— Start of DATA FOR PROCESSING —

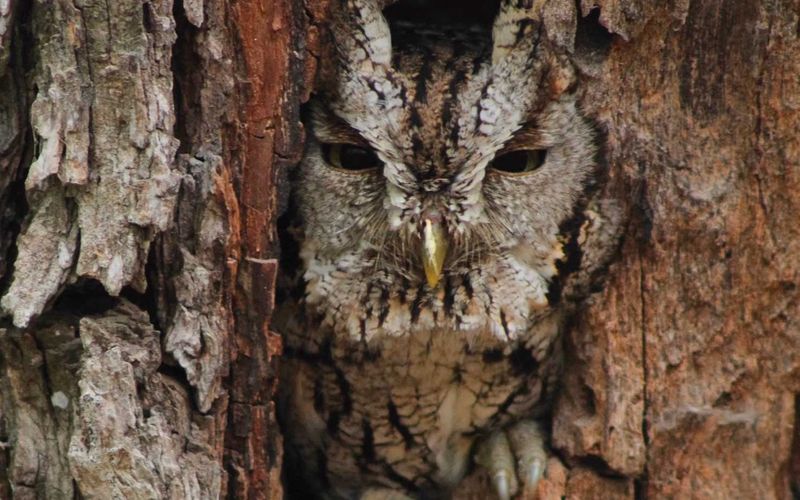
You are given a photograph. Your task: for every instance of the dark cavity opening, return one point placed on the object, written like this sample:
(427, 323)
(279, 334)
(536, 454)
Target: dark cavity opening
(444, 12)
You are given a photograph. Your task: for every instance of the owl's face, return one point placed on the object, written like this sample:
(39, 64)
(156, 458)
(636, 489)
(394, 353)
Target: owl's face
(441, 163)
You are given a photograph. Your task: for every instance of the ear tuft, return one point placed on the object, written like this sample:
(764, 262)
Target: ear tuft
(361, 31)
(516, 20)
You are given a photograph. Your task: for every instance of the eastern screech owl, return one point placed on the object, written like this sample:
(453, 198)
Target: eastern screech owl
(445, 227)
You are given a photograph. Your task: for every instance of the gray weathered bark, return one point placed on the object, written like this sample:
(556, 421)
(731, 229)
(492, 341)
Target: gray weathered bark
(143, 150)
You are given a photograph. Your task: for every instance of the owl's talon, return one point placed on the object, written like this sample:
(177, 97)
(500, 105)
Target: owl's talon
(513, 456)
(534, 474)
(500, 481)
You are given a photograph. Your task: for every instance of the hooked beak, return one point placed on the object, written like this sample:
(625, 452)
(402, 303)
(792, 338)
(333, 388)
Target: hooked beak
(434, 250)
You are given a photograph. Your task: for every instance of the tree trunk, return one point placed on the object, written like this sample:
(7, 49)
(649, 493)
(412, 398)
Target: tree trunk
(143, 153)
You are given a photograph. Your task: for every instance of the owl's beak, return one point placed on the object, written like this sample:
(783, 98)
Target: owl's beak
(434, 250)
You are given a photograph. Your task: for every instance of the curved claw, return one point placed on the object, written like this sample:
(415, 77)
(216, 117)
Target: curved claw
(534, 473)
(495, 454)
(501, 486)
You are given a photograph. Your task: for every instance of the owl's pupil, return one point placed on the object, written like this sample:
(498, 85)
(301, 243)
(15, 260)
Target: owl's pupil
(521, 161)
(350, 156)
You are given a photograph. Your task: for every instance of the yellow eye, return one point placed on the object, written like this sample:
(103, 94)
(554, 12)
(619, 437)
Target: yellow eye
(519, 162)
(350, 157)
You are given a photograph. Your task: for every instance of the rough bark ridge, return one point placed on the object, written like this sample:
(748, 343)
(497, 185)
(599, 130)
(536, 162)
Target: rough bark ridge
(143, 154)
(142, 151)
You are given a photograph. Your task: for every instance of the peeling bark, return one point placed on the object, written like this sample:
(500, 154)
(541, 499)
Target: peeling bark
(144, 147)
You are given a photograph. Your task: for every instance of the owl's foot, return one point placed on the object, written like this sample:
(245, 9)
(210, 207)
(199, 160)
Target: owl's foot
(383, 494)
(514, 457)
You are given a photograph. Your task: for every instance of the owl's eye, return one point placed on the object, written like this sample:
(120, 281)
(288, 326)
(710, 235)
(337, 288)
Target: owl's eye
(519, 162)
(350, 157)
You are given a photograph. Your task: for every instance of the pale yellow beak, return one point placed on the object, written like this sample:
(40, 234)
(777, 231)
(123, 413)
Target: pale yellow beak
(434, 250)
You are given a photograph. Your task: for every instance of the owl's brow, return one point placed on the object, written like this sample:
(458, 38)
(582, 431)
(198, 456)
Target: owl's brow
(330, 128)
(528, 136)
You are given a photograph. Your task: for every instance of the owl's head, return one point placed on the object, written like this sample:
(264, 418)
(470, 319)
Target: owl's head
(435, 154)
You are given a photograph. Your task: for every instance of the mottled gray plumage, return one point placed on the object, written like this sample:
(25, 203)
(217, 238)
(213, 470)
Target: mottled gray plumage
(394, 383)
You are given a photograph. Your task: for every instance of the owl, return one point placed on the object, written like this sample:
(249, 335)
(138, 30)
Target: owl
(446, 223)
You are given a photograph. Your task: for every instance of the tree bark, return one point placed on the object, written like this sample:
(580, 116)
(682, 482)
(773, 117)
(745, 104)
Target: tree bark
(144, 148)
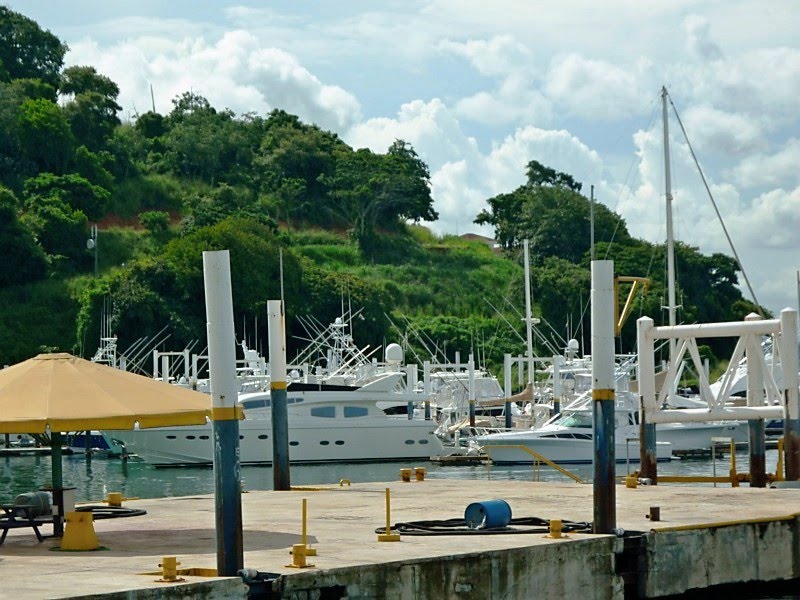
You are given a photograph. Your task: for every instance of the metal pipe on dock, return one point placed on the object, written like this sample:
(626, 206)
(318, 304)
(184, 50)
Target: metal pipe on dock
(605, 515)
(281, 479)
(224, 413)
(791, 418)
(648, 457)
(755, 397)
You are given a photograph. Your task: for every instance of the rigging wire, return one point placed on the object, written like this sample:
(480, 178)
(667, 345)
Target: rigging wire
(716, 209)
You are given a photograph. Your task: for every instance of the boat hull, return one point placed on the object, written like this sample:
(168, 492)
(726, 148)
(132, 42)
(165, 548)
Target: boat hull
(381, 440)
(510, 448)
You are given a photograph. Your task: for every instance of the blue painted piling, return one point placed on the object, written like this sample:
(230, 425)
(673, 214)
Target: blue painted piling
(281, 477)
(602, 296)
(224, 411)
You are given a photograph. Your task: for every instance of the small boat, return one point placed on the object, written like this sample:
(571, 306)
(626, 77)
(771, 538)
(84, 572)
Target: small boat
(566, 440)
(99, 444)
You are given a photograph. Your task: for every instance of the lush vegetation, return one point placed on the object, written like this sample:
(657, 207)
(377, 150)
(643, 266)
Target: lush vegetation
(303, 215)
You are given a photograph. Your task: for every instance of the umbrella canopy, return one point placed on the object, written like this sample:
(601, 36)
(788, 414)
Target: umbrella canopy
(66, 393)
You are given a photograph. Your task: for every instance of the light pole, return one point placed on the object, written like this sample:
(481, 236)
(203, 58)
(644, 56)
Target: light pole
(91, 244)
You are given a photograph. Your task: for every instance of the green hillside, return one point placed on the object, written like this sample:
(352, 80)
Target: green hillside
(271, 189)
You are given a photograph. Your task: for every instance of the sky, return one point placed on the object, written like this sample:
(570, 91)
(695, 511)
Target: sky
(482, 88)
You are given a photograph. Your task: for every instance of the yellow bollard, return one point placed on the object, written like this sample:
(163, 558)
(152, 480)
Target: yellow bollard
(169, 570)
(389, 536)
(556, 527)
(299, 557)
(79, 532)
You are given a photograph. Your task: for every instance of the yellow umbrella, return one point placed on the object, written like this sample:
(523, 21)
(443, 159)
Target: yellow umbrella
(66, 393)
(61, 392)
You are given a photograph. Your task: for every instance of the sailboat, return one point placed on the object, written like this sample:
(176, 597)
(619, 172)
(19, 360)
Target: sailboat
(567, 438)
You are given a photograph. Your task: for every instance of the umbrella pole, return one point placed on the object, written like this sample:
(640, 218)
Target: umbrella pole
(58, 483)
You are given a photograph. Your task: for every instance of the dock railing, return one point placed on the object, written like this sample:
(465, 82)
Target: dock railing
(538, 459)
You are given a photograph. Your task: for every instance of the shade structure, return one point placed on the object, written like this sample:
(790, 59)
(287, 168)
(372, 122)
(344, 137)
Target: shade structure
(61, 392)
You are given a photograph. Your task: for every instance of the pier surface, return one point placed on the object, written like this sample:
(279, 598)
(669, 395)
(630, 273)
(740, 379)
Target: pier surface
(341, 527)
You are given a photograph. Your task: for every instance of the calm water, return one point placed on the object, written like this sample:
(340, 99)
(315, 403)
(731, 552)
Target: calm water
(95, 478)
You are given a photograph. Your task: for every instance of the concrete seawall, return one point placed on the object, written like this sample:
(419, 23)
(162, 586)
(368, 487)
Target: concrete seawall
(706, 537)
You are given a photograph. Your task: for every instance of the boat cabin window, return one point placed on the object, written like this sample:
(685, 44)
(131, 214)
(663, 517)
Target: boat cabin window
(355, 411)
(327, 412)
(256, 403)
(576, 420)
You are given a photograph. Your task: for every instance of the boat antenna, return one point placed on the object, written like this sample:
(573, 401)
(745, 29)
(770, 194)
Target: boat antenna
(714, 204)
(280, 261)
(670, 234)
(591, 221)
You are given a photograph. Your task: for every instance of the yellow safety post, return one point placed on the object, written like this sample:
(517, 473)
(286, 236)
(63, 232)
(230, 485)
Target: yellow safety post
(169, 570)
(734, 476)
(115, 499)
(299, 557)
(79, 532)
(388, 536)
(309, 551)
(556, 527)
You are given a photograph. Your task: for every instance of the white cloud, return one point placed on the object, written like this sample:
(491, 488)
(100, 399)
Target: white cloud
(235, 72)
(773, 220)
(591, 88)
(726, 132)
(500, 55)
(428, 126)
(769, 169)
(699, 40)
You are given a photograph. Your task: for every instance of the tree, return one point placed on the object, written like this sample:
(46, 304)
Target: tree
(368, 189)
(46, 139)
(17, 246)
(156, 223)
(27, 51)
(73, 190)
(92, 108)
(539, 175)
(205, 144)
(553, 215)
(294, 157)
(61, 230)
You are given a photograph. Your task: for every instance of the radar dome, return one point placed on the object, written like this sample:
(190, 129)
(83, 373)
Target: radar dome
(394, 353)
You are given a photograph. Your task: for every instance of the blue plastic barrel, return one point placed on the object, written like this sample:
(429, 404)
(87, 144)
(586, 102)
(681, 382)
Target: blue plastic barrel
(38, 503)
(489, 514)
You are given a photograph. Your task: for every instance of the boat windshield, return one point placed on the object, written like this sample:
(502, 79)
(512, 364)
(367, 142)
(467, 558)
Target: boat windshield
(575, 420)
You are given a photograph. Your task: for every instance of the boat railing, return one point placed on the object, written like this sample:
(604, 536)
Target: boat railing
(537, 462)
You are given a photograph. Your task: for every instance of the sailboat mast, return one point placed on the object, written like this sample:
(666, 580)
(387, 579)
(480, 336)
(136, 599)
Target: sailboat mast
(670, 236)
(528, 312)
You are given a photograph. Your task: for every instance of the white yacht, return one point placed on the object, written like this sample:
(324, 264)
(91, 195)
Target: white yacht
(568, 437)
(327, 423)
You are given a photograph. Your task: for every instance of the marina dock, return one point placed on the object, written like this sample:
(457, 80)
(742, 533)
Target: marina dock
(705, 536)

— End of DATA FOR PROCESSING —

#### [WHAT THE TASK ASKS]
Give back the lines above exactly, from the one with "sailboat mast, return" through the last line.

#### [COMPLETE ANSWER]
You are given a photograph. Your task: for every instance of the sailboat mast, return one point placed on the object, written like this sample:
(666, 580)
(387, 579)
(480, 336)
(136, 599)
Target: sailboat mast
(670, 236)
(528, 312)
You are given a photograph. Your task: for every instance of the white yacht, return one point placed on the object, written like this sample:
(324, 264)
(91, 195)
Target: white yacht
(568, 437)
(327, 423)
You are given a photograph. Your task: for every instance of the marina dock, return one point placed on the object, written like this sample:
(457, 80)
(742, 533)
Target: marina dock
(705, 536)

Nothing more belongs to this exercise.